STATED GOAL: Reproduce the following lines verbatim, leaving out the pictures.

EXTRACTED INFORMATION:
## begin
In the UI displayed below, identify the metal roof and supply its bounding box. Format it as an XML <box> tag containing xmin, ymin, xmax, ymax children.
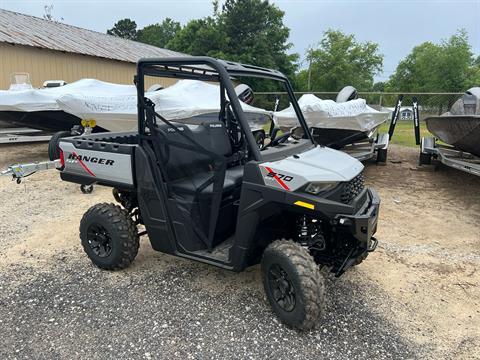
<box><xmin>0</xmin><ymin>9</ymin><xmax>184</xmax><ymax>63</ymax></box>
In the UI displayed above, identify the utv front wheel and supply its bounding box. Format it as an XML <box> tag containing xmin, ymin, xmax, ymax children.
<box><xmin>80</xmin><ymin>203</ymin><xmax>139</xmax><ymax>270</ymax></box>
<box><xmin>262</xmin><ymin>240</ymin><xmax>325</xmax><ymax>330</ymax></box>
## end
THE RESPONSE:
In the UI displayed below, identify the metal roof and supply its bounding box. Format it as an XML <box> tag containing xmin, ymin, xmax, ymax children.
<box><xmin>0</xmin><ymin>9</ymin><xmax>184</xmax><ymax>63</ymax></box>
In the UI displayed above, identify the utv front wheel and supply its bounding box. Format it as an XML <box> tag containing xmin, ymin, xmax, ymax children.
<box><xmin>80</xmin><ymin>203</ymin><xmax>139</xmax><ymax>270</ymax></box>
<box><xmin>262</xmin><ymin>240</ymin><xmax>325</xmax><ymax>330</ymax></box>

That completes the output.